--- Begin Passage given ---
# The Deal With Derby Participants

July 23, 2008 11 Comments

In 2005, Bobby Abreu of the Phillies put on a showcase at the Home Run Derby, breaking the single-round record en route to a derby victory. All told, Abreu swatted 41 home runs into the Detroit stands that night. Since that fateful day, three and a half years ago, Abreu has hit just 47 home runs total. From 1999-2004, he averaged 24.3 HR/yr; combining the second half of 2005 with the first half of 2008, and adding it to 2006-07, Abreu has averaged just 16 HR/yr since. While several factors could account for this drop, such as age, a decline in bat speed, more grounders, to name a few, many fans and analysts alike attributed his second half dropoff to a “tired swing” due to the derby.

This story is not alone, either. Juan Rodriguez, in this Florida Sun-Sentinel article, discusses the highly popular idea that home run derby participants will experience a second-half dropoff. According to his research, half of those studied experienced drops in their home run rates while the other half stayed stagnant or increased their rate. Still, whether in jest or born out of complete concern, the idea of a derby-driven dropoff is a very popular one.
--- End Passage given ---
#### Your objective
Write out the part of the Home Run Derby article starting with "This story is" and going on through "very popular one.".
--- Begin Supplied entries ---
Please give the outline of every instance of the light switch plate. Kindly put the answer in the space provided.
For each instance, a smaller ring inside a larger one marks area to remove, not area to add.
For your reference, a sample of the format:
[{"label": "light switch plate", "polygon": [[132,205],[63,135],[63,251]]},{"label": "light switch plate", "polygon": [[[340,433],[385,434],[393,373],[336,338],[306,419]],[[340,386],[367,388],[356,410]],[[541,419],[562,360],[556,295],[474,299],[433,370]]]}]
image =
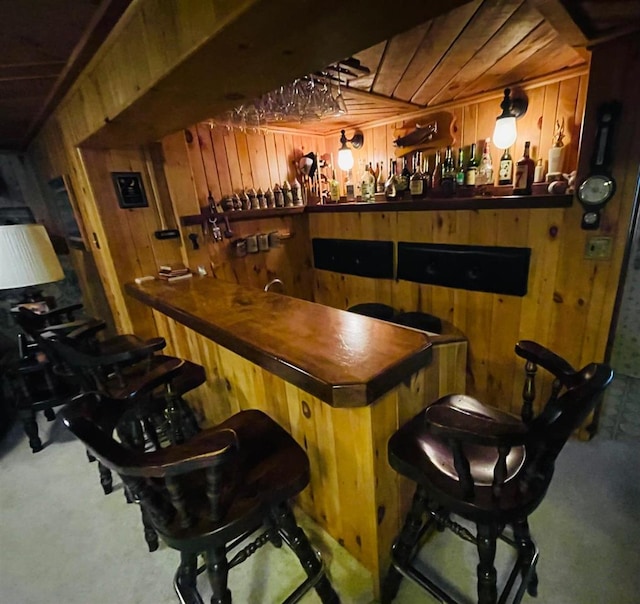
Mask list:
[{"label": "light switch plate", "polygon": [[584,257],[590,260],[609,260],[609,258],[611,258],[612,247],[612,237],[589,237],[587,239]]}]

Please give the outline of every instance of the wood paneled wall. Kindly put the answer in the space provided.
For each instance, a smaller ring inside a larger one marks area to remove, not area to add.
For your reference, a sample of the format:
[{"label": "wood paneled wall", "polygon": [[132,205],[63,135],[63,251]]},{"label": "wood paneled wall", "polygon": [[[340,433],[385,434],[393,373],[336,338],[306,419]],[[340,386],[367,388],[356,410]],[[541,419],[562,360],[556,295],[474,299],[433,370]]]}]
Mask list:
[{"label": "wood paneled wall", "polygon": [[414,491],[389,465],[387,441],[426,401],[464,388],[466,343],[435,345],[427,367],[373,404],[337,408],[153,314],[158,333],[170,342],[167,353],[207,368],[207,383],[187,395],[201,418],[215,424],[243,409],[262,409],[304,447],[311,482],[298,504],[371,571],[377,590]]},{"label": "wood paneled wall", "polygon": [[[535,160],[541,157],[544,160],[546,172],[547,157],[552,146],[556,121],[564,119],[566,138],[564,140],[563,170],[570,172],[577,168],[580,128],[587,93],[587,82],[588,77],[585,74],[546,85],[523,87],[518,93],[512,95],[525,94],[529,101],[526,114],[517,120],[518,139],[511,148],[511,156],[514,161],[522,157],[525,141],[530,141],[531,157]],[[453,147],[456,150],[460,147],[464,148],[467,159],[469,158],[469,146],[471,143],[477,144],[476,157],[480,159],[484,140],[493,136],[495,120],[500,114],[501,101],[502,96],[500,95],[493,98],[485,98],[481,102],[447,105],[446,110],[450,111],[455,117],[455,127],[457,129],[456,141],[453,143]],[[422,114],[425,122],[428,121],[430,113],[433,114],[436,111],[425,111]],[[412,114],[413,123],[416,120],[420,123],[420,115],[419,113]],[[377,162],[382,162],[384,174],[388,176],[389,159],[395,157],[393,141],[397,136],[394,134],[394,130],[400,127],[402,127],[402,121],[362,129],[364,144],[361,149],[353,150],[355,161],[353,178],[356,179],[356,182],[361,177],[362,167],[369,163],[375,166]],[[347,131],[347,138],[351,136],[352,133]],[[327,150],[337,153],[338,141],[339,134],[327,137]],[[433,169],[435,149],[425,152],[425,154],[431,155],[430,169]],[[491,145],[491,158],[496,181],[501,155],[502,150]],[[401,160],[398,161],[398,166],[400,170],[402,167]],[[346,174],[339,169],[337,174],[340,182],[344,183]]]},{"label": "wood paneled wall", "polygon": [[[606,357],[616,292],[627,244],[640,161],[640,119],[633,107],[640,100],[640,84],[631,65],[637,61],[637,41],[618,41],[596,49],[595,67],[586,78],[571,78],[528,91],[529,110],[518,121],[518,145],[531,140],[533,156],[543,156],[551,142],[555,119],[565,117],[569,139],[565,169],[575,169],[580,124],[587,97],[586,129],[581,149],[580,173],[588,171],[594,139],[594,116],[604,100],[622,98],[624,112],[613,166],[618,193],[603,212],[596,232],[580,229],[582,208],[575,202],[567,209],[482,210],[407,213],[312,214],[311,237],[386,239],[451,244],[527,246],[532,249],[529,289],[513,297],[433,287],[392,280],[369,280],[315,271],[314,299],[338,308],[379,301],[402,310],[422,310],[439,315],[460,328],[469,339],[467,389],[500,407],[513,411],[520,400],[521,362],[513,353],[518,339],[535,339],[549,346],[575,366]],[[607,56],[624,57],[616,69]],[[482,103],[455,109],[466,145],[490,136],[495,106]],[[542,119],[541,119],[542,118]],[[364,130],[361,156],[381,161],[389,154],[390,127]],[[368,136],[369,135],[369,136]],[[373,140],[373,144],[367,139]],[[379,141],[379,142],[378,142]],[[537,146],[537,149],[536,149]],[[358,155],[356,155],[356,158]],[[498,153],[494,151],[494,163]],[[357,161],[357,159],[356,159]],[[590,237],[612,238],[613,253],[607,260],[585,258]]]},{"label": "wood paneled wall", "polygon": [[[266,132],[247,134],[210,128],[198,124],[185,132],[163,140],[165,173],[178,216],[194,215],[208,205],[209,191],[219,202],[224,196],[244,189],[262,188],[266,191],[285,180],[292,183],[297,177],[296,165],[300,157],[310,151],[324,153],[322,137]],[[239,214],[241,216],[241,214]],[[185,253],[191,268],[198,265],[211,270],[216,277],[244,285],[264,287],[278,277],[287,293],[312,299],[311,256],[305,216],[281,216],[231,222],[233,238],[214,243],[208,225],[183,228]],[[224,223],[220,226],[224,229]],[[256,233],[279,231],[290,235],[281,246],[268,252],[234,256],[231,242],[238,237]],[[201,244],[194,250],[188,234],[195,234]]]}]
--- End Supplied entries ---
#### Solution for this problem
This story is not alone, either. Juan Rodriguez, in this Florida Sun-Sentinel article, discusses the highly popular idea that home run derby participants will experience a second-half dropoff. According to his research, half of those studied experienced drops in their home run rates while the other half stayed stagnant or increased their rate. Still, whether in jest or born out of complete concern, the idea of a derby-driven dropoff is a very popular one.